EXERCISES TO COMPLETE:
[1] Restate the paragraph of the lesson beginning "We get back a lot of lines" in fewer words, keeping its main facts.
[2] Reproduce the passage of the lesson that begins at the words "Searching files" and stops after "10 consecutive Ns.".

───── SOURCE EXTRACT ─────

Redirection

Overview

Teaching: 0 min
Exercises: 0 min

Questions

• Key question

Objectives

• Employ the grep command to search for information within files.

• Print the results of a command to a file.

• Access resources to learn more information about the shell.

Searching files

We showed a little how to search within a file using less. We can also search within files without even opening them, using grep. Grep is a command-line utility for searching plain-text data sets for lines matching a string or regular expression. Let’s give it a try!

Suppose we want to see how many reads in our file have really bad segments containing 10 consecutive Ns.
Let’s search for the string NNNNNNNNNN in the SRR098026 file.

 grep NNNNNNNNNN SRR098026.fastq

We get back a lot of lines. What we want to see is the whole fastq record for each of these reads. The fastq record consists of one line before the sequence information as well as two lines after. We can use the ‘-B’ argument for grep to return the matched line plus one before: ‘-B 1’. With the ‘-A argument’, we can have grep list the two lines after also: ‘-A 2’.

grep -B1 -A2 NNNNNNNNNN SRR098026.fastq

for example:

@SRR098026.177 HWUSI-EAS1599_1:2:1:1:2025 length=35
CNNNNNNNNNNNNNNNNNNNNNNNNNNNNNNNNNN
+SRR098026.177 HWUSI-EAS1599_1:2:1:1:2025 length=35
#!!!!!!!!!!!!!!!!!!!!!!!!!!!!!!!!!!

───── EXTRACTED DATA ─────

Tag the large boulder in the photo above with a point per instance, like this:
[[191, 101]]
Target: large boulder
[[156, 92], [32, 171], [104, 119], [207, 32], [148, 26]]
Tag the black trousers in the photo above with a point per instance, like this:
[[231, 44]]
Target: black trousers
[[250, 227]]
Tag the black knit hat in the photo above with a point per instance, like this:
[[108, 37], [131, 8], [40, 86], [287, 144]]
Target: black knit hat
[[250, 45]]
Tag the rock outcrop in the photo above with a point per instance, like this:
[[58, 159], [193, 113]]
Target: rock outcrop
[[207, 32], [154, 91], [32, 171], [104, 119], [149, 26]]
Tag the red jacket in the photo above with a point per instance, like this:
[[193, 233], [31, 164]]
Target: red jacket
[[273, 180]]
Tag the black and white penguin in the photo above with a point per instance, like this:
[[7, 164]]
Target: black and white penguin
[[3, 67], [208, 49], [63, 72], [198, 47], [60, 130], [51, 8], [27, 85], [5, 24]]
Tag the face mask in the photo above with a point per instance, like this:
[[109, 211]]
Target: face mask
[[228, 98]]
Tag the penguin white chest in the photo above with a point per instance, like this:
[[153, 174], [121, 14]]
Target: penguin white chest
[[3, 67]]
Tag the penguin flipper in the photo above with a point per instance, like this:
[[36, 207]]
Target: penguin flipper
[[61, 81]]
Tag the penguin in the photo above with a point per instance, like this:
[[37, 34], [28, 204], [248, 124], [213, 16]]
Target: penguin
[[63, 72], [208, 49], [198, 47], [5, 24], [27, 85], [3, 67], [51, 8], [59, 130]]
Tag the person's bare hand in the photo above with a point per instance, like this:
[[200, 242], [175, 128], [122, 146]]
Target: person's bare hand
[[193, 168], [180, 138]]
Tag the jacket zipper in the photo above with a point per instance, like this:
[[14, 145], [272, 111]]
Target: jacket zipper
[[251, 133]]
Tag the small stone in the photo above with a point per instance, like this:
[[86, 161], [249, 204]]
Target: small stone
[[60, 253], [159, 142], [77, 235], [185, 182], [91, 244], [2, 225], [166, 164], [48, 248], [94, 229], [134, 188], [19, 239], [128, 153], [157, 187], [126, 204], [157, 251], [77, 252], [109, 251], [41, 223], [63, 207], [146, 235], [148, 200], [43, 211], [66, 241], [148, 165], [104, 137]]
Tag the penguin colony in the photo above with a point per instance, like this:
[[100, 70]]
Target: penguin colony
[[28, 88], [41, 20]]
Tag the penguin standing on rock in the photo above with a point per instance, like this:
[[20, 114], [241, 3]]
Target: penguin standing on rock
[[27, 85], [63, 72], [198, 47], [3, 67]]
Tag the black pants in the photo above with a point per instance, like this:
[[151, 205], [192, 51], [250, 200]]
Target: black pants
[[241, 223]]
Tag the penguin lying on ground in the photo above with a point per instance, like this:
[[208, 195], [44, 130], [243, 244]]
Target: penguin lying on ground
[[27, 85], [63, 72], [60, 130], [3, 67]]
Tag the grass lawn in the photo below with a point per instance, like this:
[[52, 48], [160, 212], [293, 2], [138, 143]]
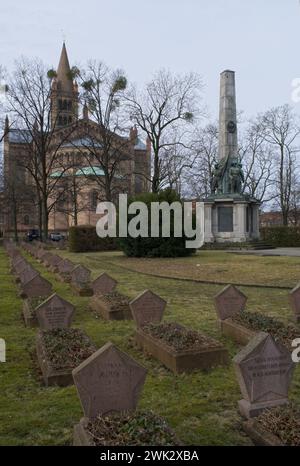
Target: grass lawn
[[201, 407]]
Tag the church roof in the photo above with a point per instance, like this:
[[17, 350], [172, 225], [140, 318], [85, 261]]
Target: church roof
[[84, 171], [19, 136], [82, 142], [140, 145], [63, 71]]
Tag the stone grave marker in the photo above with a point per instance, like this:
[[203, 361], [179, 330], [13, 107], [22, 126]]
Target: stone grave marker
[[80, 275], [229, 302], [65, 266], [54, 312], [147, 307], [104, 284], [294, 298], [27, 274], [37, 286], [109, 380], [264, 371]]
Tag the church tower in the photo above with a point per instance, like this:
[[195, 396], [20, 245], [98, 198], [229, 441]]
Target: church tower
[[64, 94]]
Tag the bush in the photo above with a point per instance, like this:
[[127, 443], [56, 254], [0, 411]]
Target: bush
[[281, 236], [156, 247], [83, 238]]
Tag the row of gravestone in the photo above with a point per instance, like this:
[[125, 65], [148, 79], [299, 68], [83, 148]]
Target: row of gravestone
[[110, 380], [230, 301], [77, 275], [264, 367]]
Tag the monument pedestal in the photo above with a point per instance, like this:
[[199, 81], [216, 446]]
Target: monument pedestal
[[232, 219]]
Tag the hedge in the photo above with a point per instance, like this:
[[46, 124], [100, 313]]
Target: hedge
[[281, 236], [156, 247], [83, 238]]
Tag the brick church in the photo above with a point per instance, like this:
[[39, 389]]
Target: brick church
[[73, 134]]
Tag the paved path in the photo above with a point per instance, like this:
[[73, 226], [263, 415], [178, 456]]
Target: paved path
[[291, 252]]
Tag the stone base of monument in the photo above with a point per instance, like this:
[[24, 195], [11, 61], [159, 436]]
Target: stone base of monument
[[81, 438], [51, 376], [29, 316], [240, 334], [108, 310], [82, 289], [259, 436], [249, 410], [181, 361]]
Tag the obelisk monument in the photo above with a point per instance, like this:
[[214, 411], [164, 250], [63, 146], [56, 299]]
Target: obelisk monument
[[230, 215]]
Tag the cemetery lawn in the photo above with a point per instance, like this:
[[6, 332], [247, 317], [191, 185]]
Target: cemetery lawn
[[200, 407]]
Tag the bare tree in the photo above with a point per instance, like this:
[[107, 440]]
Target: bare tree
[[168, 105], [198, 179], [257, 158], [281, 130]]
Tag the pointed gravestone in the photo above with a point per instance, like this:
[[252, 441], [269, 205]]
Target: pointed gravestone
[[147, 307], [229, 302], [264, 371], [27, 274], [104, 284], [109, 380], [37, 286], [80, 275], [54, 312], [295, 302], [65, 266]]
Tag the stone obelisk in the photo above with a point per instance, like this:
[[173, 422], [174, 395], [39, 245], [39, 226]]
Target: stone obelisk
[[227, 119], [229, 214]]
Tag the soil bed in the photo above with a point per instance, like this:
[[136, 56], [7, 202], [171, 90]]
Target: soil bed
[[276, 426], [180, 338], [66, 348], [131, 429]]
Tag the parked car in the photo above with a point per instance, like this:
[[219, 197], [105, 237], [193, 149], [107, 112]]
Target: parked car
[[33, 234], [56, 236]]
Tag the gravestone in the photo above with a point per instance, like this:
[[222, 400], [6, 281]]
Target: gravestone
[[147, 307], [229, 302], [54, 312], [104, 284], [46, 258], [109, 380], [264, 371], [80, 275], [54, 260], [27, 274], [65, 266], [37, 286], [295, 302]]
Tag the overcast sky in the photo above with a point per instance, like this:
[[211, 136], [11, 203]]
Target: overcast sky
[[259, 39]]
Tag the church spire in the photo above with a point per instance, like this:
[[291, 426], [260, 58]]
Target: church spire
[[64, 94], [64, 71]]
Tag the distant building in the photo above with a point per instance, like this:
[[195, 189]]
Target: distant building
[[132, 175]]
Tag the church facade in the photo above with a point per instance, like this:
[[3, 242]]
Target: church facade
[[77, 174]]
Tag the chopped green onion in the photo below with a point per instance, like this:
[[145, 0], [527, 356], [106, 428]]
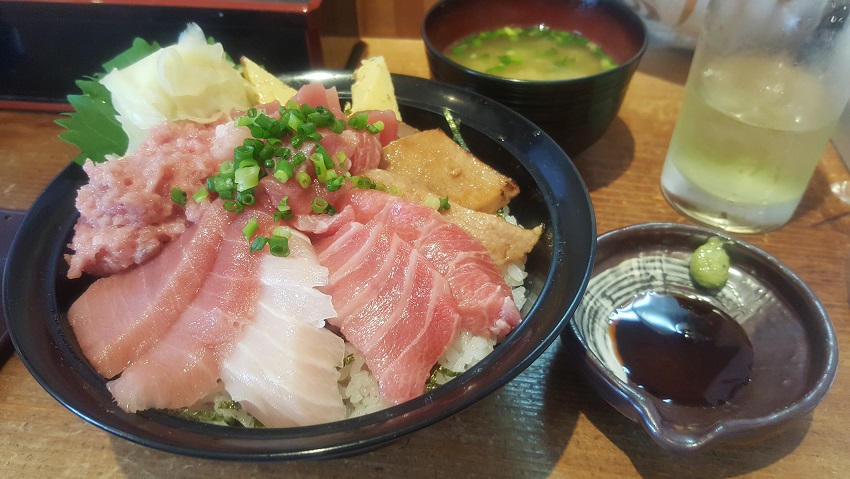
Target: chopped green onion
[[258, 244], [304, 179], [283, 171], [375, 128], [233, 206], [250, 228], [201, 195], [178, 196], [279, 246], [358, 121], [247, 198], [282, 231], [247, 177]]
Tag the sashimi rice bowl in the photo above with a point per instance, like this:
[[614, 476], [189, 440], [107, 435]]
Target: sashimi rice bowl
[[296, 266]]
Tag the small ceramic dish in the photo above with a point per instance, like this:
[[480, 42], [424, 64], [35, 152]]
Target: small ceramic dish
[[795, 352]]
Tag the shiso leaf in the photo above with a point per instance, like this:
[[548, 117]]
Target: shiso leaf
[[93, 126]]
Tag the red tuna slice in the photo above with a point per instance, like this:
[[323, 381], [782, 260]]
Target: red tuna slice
[[121, 317], [362, 149], [270, 192], [315, 94], [183, 366], [484, 299], [392, 306]]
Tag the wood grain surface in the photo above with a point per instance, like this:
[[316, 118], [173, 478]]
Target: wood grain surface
[[547, 422]]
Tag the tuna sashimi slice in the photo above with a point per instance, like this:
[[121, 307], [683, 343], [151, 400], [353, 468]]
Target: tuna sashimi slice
[[485, 301], [393, 306], [121, 317], [183, 366], [284, 369]]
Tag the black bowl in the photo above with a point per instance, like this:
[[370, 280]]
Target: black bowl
[[37, 294], [576, 112]]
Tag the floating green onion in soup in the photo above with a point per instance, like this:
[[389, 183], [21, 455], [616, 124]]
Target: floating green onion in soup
[[531, 53]]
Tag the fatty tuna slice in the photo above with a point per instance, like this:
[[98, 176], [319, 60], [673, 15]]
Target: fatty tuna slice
[[485, 301], [284, 369], [183, 366], [393, 306], [120, 317]]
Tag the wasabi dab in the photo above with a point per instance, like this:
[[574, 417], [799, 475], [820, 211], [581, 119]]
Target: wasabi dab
[[709, 265]]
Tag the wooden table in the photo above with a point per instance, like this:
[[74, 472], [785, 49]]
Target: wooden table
[[547, 422]]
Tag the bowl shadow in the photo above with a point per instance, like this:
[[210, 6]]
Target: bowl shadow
[[607, 159]]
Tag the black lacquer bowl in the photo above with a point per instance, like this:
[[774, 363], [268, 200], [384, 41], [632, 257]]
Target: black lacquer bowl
[[794, 345], [574, 112], [37, 295]]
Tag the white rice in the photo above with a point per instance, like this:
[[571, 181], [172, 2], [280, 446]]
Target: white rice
[[358, 387]]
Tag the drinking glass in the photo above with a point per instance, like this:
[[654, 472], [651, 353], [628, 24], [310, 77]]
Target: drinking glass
[[768, 82]]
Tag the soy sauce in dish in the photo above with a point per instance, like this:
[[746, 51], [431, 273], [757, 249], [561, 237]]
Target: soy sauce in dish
[[681, 349]]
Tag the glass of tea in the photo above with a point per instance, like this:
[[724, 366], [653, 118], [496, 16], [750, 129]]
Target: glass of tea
[[767, 85]]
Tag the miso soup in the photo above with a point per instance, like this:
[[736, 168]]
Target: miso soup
[[531, 53]]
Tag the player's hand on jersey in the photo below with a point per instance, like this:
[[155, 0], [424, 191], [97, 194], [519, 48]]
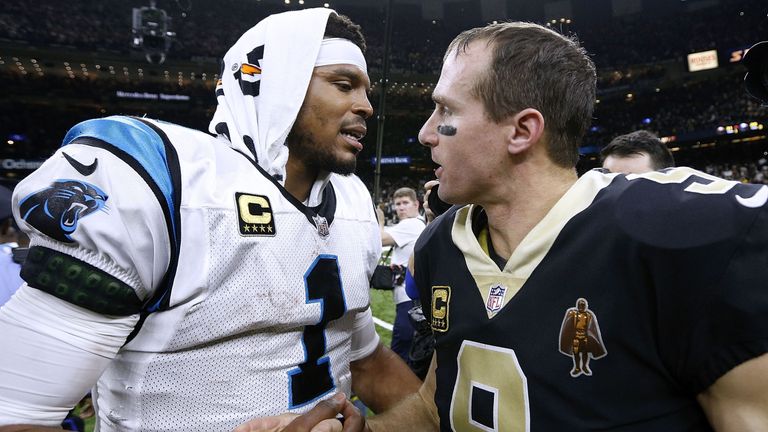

─────

RESPONSES BY ITEM NUMBER:
[1] The search returns many lines, but the goal is to see each read's full fastq record: one line before the sequence and two lines after it. The '-B 1' argument makes grep return the matched line plus the one before it, and '-A 2' adds the two lines after.

[2]
Searching files

We showed a little how to search within a file using less. We can also search within files without even opening them, using grep. Grep is a command-line utility for searching plain-text data sets for lines matching a string or regular expression. Let’s give it a try!

Suppose we want to see how many reads in our file have really bad segments containing 10 consecutive Ns.